▸ Records supplied:
※ ※ ※

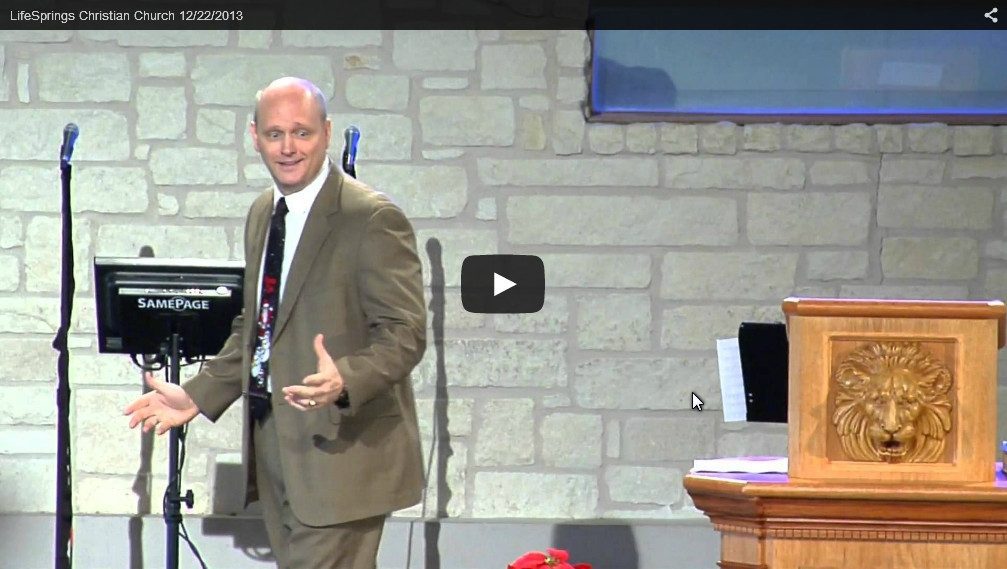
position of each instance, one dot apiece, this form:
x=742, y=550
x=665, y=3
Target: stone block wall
x=657, y=240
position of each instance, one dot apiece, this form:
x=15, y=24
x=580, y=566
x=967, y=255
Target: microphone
x=69, y=138
x=351, y=136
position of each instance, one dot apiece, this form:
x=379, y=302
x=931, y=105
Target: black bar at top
x=499, y=14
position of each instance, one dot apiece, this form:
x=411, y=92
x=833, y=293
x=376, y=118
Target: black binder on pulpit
x=763, y=349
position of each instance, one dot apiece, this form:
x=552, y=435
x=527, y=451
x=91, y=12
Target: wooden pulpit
x=892, y=450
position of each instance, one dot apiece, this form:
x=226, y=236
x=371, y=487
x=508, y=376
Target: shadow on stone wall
x=440, y=445
x=610, y=545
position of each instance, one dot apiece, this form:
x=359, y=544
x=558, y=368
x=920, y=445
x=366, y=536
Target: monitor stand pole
x=172, y=495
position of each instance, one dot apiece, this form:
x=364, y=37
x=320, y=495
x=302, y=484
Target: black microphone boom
x=69, y=138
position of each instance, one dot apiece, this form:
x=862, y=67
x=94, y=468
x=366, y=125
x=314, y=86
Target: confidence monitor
x=763, y=347
x=142, y=302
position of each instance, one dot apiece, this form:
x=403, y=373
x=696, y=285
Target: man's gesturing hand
x=318, y=389
x=166, y=407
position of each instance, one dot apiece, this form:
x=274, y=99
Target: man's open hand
x=319, y=389
x=166, y=407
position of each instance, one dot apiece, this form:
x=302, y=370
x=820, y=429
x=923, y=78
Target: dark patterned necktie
x=268, y=306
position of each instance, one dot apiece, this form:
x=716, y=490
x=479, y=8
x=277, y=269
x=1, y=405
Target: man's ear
x=255, y=136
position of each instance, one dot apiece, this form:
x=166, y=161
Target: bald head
x=291, y=132
x=287, y=87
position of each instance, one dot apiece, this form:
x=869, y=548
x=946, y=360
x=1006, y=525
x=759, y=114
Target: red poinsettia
x=552, y=559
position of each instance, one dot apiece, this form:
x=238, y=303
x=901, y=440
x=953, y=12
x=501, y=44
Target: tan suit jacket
x=355, y=278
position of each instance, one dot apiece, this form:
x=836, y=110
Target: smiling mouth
x=892, y=448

※ ※ ※

▸ Problem to solve: Which lines in the records contain the word "wall"? Find and copy each of them, treating uppercase and lowercase letters as different.

▸ Solved exercise:
Target: stone block wall
Target: shadow on stone wall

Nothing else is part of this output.